(Stored data entries)
————
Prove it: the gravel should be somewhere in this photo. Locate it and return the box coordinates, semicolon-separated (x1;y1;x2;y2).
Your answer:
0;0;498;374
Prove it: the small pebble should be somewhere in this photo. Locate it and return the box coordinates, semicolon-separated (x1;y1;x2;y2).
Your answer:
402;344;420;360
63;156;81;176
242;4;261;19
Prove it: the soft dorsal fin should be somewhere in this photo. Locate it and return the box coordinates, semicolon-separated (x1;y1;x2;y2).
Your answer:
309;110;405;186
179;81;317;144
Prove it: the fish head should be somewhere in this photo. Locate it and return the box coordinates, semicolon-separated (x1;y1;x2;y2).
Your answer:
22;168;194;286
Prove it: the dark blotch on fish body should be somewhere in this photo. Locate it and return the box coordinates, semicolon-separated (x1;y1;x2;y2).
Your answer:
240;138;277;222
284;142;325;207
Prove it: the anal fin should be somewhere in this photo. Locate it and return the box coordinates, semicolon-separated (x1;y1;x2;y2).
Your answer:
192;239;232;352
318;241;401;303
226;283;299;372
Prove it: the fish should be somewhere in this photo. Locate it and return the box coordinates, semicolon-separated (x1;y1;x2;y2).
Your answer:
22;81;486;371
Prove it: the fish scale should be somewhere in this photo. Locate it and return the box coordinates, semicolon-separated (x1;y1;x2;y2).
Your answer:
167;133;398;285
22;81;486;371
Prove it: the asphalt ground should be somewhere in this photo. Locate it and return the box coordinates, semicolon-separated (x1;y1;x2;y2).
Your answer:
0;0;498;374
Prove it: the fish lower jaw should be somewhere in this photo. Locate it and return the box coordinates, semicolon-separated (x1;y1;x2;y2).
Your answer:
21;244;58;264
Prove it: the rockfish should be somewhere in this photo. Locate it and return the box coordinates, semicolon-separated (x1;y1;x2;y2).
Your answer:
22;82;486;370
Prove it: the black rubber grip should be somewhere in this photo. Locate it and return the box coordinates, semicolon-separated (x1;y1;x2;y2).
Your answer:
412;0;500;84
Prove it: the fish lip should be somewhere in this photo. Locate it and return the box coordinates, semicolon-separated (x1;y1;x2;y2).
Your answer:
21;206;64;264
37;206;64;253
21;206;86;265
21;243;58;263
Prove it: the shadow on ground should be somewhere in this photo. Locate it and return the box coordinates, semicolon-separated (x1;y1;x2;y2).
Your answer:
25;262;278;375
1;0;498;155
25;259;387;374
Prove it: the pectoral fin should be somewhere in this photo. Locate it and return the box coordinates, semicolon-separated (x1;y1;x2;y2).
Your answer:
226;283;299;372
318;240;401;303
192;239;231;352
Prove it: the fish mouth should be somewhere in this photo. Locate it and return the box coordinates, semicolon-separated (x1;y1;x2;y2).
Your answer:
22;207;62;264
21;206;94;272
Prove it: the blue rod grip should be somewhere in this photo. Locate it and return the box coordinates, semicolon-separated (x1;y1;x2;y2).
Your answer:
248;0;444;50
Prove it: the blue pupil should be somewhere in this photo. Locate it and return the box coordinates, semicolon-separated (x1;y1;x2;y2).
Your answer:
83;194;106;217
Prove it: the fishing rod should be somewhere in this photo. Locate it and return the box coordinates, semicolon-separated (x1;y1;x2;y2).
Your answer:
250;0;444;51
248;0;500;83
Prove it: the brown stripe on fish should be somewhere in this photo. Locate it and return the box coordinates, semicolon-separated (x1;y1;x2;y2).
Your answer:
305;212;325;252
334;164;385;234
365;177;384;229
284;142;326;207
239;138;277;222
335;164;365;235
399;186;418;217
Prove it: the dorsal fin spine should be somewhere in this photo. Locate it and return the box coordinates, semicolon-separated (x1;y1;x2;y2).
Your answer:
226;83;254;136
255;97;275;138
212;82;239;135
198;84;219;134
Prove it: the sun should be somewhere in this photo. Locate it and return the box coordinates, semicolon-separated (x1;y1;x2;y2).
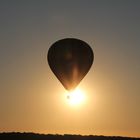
————
§ **TASK REQUIREMENTS**
Across the records above, how many lines contain the word "blue"? Give the number by itself.

§ **OUTPUT OF THE TASK**
2